** Start of Source material **
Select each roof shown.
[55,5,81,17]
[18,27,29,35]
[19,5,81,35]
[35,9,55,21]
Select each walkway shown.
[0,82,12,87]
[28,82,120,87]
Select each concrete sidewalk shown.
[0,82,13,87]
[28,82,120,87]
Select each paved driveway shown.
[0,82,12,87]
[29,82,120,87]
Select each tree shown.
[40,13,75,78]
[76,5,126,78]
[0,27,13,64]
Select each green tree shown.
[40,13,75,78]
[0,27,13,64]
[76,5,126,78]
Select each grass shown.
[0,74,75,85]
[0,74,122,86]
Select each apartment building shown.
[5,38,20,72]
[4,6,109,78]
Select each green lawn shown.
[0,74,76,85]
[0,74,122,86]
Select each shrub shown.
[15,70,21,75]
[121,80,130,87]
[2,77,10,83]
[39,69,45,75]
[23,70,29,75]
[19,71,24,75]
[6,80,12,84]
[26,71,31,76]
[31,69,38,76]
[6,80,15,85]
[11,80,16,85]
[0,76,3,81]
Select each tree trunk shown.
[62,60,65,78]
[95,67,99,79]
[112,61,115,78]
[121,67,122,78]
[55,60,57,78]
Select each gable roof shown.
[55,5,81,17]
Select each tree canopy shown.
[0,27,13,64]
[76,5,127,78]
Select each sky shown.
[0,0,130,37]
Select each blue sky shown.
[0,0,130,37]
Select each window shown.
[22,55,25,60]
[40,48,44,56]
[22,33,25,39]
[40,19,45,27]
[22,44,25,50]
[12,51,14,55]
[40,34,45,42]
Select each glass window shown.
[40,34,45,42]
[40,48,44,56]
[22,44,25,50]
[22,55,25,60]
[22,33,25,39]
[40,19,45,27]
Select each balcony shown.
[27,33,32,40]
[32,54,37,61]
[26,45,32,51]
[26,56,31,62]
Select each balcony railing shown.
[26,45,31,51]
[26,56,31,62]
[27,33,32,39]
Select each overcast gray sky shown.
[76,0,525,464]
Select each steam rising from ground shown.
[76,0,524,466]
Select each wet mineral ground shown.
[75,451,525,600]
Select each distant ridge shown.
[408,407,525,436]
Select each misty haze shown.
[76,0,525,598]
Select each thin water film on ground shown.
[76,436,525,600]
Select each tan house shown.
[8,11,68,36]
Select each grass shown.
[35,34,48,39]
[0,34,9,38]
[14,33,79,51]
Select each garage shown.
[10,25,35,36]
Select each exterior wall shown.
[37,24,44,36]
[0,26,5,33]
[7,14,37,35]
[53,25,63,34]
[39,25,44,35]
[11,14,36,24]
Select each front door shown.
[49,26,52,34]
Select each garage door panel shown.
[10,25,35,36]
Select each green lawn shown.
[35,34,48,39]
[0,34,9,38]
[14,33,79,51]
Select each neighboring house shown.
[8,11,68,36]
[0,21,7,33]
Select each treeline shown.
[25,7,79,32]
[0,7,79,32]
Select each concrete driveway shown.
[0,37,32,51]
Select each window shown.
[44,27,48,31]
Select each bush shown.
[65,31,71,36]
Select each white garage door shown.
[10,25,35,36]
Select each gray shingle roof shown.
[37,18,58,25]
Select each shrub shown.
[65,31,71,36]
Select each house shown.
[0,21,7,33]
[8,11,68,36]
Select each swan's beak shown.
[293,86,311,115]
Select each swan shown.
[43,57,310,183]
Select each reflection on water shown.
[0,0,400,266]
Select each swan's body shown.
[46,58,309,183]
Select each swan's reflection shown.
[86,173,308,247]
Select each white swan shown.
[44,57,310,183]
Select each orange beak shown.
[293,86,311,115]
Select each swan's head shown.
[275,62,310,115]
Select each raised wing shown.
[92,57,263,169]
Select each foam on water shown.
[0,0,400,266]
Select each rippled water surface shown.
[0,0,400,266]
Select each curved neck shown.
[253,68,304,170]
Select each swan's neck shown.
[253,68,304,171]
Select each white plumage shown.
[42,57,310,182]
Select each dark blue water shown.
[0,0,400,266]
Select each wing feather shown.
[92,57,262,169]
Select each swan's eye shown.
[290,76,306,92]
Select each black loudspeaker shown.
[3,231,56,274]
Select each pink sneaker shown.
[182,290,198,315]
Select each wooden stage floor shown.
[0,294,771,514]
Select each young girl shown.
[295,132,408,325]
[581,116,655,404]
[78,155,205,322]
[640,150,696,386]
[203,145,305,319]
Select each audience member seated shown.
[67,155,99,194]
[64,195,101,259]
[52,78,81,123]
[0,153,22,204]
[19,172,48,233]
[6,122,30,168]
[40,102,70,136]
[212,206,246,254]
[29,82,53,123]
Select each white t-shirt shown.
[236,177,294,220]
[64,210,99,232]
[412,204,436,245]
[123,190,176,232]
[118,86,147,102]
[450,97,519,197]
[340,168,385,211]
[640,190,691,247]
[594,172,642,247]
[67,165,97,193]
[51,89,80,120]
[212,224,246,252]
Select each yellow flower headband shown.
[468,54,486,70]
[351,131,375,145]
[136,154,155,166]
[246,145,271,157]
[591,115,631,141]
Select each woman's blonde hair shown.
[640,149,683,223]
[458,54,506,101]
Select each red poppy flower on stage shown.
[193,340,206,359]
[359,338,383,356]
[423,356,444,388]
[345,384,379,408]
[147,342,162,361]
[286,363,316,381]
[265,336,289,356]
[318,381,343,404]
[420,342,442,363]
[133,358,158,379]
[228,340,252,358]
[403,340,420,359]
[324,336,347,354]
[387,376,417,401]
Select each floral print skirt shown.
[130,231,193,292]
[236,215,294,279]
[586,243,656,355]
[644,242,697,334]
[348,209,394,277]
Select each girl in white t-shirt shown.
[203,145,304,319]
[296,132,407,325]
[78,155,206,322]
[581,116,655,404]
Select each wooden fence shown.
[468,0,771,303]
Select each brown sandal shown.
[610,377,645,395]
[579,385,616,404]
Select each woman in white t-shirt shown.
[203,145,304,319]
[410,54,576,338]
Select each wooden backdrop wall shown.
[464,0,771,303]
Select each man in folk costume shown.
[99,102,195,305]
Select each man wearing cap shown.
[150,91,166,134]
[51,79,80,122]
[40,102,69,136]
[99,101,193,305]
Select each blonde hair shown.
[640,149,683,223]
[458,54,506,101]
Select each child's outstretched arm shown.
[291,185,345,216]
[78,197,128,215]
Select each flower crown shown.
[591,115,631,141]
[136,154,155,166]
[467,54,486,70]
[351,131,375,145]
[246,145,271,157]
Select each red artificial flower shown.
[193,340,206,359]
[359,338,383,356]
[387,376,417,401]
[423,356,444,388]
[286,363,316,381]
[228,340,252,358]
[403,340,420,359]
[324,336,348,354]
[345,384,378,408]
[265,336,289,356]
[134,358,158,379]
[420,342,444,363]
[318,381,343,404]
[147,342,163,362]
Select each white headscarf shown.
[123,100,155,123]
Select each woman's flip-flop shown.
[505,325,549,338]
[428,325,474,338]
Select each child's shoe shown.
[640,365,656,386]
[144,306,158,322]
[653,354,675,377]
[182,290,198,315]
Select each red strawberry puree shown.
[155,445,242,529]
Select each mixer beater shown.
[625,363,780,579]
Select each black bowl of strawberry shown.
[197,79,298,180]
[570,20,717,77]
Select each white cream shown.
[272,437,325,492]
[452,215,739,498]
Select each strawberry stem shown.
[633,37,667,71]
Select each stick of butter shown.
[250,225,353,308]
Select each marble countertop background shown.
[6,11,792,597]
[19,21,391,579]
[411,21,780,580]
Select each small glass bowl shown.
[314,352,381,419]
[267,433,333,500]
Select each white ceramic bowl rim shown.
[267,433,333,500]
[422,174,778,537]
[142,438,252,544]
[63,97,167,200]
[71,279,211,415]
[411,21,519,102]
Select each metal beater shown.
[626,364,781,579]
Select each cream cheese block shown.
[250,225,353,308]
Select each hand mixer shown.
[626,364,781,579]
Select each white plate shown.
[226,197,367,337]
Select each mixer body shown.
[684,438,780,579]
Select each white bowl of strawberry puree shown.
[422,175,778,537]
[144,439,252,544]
** End of Source material **
» Task prompt
Reproduce word for word the lines from the one containing "Select each orange beak shown." through the one containing "[42,57,310,182]", including both.

» Correct result
Select each orange beak shown.
[293,86,311,115]
Select each swan's head shown.
[275,62,310,115]
Select each raised wing shown.
[92,57,263,169]
Select each foam on water shown.
[0,0,400,266]
Select each rippled water surface shown.
[0,0,400,266]
Select each curved neck shown.
[253,68,304,170]
Select each swan's neck shown.
[253,68,304,171]
Select each white plumage shown.
[42,57,310,182]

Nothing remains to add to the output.